• Task to carry out: Reproduce exactly the lines from the one containing "negative clicks: (78, 73)" through the last line of the records below, both included, and nothing else.

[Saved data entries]
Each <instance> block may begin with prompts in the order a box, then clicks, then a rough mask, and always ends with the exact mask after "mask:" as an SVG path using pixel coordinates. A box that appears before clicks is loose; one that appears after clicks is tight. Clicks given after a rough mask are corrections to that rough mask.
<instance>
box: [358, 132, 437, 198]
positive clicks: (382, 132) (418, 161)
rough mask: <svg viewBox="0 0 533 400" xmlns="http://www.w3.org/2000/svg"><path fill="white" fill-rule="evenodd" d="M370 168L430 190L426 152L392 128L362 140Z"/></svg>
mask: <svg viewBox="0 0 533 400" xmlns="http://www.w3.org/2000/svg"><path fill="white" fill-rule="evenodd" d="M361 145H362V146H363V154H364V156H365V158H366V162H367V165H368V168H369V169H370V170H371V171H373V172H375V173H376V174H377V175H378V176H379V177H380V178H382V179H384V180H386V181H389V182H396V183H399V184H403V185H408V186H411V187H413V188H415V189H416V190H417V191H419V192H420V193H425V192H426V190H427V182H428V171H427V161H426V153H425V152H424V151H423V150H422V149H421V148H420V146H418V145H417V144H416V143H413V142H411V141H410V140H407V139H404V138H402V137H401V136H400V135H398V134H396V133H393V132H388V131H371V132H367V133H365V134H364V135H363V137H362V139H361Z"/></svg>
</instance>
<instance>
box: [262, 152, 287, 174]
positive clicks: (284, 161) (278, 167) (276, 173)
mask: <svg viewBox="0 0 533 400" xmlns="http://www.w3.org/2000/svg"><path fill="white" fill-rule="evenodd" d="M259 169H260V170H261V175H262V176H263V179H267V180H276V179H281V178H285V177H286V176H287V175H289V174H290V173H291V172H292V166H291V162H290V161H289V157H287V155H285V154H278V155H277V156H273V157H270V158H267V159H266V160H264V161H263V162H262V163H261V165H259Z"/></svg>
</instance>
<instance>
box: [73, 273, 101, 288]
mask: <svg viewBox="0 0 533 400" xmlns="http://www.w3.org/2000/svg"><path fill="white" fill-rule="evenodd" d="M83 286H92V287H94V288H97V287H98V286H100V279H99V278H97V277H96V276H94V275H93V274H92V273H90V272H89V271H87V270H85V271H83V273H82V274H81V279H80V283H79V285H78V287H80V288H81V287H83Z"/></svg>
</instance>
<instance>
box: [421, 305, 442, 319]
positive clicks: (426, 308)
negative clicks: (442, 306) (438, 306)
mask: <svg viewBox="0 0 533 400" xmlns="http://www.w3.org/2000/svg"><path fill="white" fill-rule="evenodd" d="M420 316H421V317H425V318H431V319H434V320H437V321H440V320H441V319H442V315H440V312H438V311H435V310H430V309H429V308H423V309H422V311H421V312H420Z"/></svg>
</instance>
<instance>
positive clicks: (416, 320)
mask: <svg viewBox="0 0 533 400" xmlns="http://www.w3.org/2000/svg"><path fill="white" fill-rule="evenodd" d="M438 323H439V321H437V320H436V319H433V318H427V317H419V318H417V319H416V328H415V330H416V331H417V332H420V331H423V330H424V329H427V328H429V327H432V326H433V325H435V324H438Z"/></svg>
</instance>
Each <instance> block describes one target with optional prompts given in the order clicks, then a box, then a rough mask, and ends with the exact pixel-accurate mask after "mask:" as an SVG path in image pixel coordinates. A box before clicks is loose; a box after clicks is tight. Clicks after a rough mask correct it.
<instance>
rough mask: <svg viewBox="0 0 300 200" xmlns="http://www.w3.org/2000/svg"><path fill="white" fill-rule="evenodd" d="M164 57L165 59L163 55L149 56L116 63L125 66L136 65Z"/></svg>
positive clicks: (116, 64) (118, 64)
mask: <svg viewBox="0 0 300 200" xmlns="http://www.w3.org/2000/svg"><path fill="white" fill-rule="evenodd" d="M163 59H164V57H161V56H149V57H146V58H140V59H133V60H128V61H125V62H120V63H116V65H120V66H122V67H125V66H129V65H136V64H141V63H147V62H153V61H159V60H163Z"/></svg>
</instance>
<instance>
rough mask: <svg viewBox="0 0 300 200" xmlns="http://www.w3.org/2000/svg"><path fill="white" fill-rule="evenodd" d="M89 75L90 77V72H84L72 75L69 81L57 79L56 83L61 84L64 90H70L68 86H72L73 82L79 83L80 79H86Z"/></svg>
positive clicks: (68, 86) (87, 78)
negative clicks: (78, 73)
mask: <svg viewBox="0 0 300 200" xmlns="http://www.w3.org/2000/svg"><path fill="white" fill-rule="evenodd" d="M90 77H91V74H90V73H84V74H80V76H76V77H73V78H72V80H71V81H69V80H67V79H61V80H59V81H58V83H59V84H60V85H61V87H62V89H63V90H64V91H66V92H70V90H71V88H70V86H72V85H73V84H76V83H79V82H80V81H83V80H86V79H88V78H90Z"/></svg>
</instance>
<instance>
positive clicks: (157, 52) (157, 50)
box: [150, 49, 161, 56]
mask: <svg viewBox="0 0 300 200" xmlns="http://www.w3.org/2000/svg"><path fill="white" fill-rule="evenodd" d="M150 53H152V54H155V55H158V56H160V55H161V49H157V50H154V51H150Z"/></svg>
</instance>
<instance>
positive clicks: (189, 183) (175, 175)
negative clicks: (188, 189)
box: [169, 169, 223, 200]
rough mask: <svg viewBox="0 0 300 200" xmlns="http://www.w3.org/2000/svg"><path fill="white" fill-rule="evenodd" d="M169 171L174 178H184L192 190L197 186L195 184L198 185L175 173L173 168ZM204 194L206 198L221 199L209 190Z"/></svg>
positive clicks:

• Output of the exercise:
negative clicks: (78, 73)
mask: <svg viewBox="0 0 300 200" xmlns="http://www.w3.org/2000/svg"><path fill="white" fill-rule="evenodd" d="M90 77H91V74H90V73H84V74H80V76H76V77H73V78H72V80H71V81H69V80H67V79H61V80H59V81H58V83H59V84H60V85H61V87H62V89H63V90H64V91H66V92H70V90H71V88H70V86H72V85H73V84H76V83H79V82H80V81H83V80H86V79H88V78H90Z"/></svg>
</instance>
<instance>
positive clicks: (157, 52) (157, 50)
box: [150, 49, 161, 56]
mask: <svg viewBox="0 0 300 200" xmlns="http://www.w3.org/2000/svg"><path fill="white" fill-rule="evenodd" d="M150 53H152V54H155V55H158V56H160V55H161V49H157V50H154V51H150Z"/></svg>
</instance>
<instance>
positive clicks: (189, 183) (175, 175)
negative clicks: (188, 189)
box: [169, 169, 223, 200]
rough mask: <svg viewBox="0 0 300 200" xmlns="http://www.w3.org/2000/svg"><path fill="white" fill-rule="evenodd" d="M169 171L174 178H184L192 190L197 186L195 184L198 185L175 173L173 168ZM204 194L206 198L221 199L209 190Z"/></svg>
positive clicks:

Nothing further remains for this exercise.